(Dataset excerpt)

***

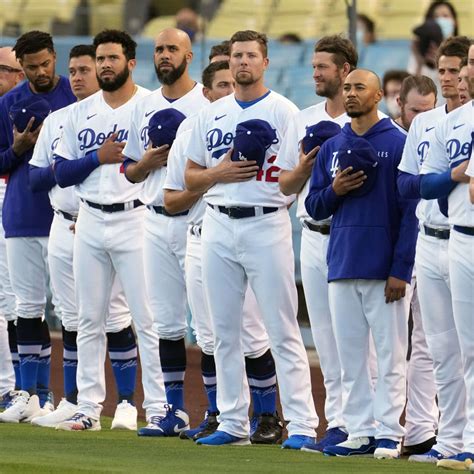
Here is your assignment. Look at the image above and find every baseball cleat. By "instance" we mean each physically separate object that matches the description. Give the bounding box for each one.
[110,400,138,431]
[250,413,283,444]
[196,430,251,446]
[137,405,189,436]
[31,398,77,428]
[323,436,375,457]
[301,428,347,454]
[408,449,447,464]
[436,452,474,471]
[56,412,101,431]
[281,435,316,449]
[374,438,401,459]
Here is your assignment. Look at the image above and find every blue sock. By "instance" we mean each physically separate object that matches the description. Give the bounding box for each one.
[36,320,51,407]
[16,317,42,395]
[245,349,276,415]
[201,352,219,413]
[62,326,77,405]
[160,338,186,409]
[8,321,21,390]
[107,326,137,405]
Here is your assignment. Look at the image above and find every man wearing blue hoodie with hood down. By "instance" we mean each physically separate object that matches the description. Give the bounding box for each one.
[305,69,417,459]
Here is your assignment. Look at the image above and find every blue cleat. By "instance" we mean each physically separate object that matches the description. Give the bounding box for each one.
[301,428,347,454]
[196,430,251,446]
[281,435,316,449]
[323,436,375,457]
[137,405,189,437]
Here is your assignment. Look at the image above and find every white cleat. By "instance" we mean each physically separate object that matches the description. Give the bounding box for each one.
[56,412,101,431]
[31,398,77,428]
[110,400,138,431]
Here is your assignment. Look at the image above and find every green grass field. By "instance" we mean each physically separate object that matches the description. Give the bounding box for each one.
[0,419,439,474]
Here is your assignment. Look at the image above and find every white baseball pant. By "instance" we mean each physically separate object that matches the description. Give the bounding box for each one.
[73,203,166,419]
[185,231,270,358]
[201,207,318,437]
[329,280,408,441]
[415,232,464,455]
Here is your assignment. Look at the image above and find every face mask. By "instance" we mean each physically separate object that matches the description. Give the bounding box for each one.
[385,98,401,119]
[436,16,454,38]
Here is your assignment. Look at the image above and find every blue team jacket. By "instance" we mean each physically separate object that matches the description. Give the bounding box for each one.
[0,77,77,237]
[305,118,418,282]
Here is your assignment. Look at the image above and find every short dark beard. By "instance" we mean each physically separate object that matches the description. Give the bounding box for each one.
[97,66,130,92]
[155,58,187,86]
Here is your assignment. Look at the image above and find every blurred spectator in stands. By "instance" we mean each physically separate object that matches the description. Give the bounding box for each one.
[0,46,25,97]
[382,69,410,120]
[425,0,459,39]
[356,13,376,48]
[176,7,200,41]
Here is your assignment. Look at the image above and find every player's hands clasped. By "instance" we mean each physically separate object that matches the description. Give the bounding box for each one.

***

→ What you should do: Render the lines above as a Markdown table with two columns, "No." and "Text," giving each row a number and skipping any blank lines. Leave the pictures out.

→ The solution:
| No. | Text |
|---|---|
| 1 | Here is your assignment. Look at the image above and find every baseball cleat. By "instance" we mean each physically separate object that matches the description. Give the bounding box for each one. |
| 2 | [110,400,138,431] |
| 3 | [250,413,283,444] |
| 4 | [196,430,251,446] |
| 5 | [137,405,189,436] |
| 6 | [31,398,77,428] |
| 7 | [323,436,375,457] |
| 8 | [301,428,347,454] |
| 9 | [408,449,447,464] |
| 10 | [436,452,474,471] |
| 11 | [56,412,101,431] |
| 12 | [281,435,316,449] |
| 13 | [374,438,401,459] |
| 14 | Here is your assignment. Look at the image above and find every blue sock. By "instance" we mean each physically separate object that matches the description. Give the bounding box for each one. |
| 15 | [36,320,51,407] |
| 16 | [16,317,42,395] |
| 17 | [245,349,276,415] |
| 18 | [201,352,219,413] |
| 19 | [62,326,77,405] |
| 20 | [160,338,186,409] |
| 21 | [8,321,21,390] |
| 22 | [107,326,137,405] |
| 23 | Here is your assignment. Look at the image above and find every man wearing blue hoodie with hood down. By "instance" we mean each physically separate object that matches the description. Give the bounding box for each one. |
| 24 | [305,69,417,459] |
| 25 | Here is your assignment. Look at the image above and find every blue cleat. By "instance" we mean each physically separate object that matches the description. Give the bounding box for each one. |
| 26 | [301,428,347,454] |
| 27 | [196,430,251,446] |
| 28 | [281,435,316,449] |
| 29 | [323,436,375,457] |
| 30 | [137,405,189,437] |
| 31 | Here is your assignment. Look at the image above and find every white cleat. By "instance" we mean each physically separate object that matches the description. Give the bounding box for each one. |
| 32 | [56,412,101,431] |
| 33 | [31,398,77,428] |
| 34 | [110,400,138,431] |
| 35 | Here is your assignment. Look at the image above and find every green grass field. By "instance" we mean each physically separate object that matches the description. Give the bounding box for each one. |
| 36 | [0,419,439,474] |
| 37 | Here is your assignment. Look at the image above and find every white baseball pant. By "instance" we mean each physically separate object that matches the description. Give the bounding box for each one. |
| 38 | [73,203,166,419] |
| 39 | [185,231,270,358] |
| 40 | [201,207,318,437] |
| 41 | [329,280,408,441] |
| 42 | [415,232,464,455] |
| 43 | Here is your assignment. Look at the image above and find every face mask. By "instance" we mean each physically separate object that matches the description. Give the bounding box for each one. |
| 44 | [385,98,401,119] |
| 45 | [436,16,454,38] |
| 46 | Here is your assignment. Look at the image above and find every blue team jacket. By "instance" we mean each physically separate object that matches the description. Give the bounding box for each one. |
| 47 | [0,77,77,237] |
| 48 | [305,118,418,282] |
| 49 | Here is your assignment. Look at the image above and find every short dark beard. By "instance" we mean each physically separate object that matches the description. Give the bounding box for each one. |
| 50 | [97,66,130,92] |
| 51 | [155,58,187,86] |
| 52 | Here is your assignment. Look at the image above and find every blurred spectator in stands. By "instance" we mean each physically separate object that matches the description. Give the bounding box for each one. |
| 53 | [0,46,25,97] |
| 54 | [382,69,410,120] |
| 55 | [425,0,459,39] |
| 56 | [356,13,376,48] |
| 57 | [176,7,200,41] |
| 58 | Here is your assignment. Look at the image above and find every player's hands clasped. By "instance" we mean each physically separate object that matches the description. Give the bounding box for each one. |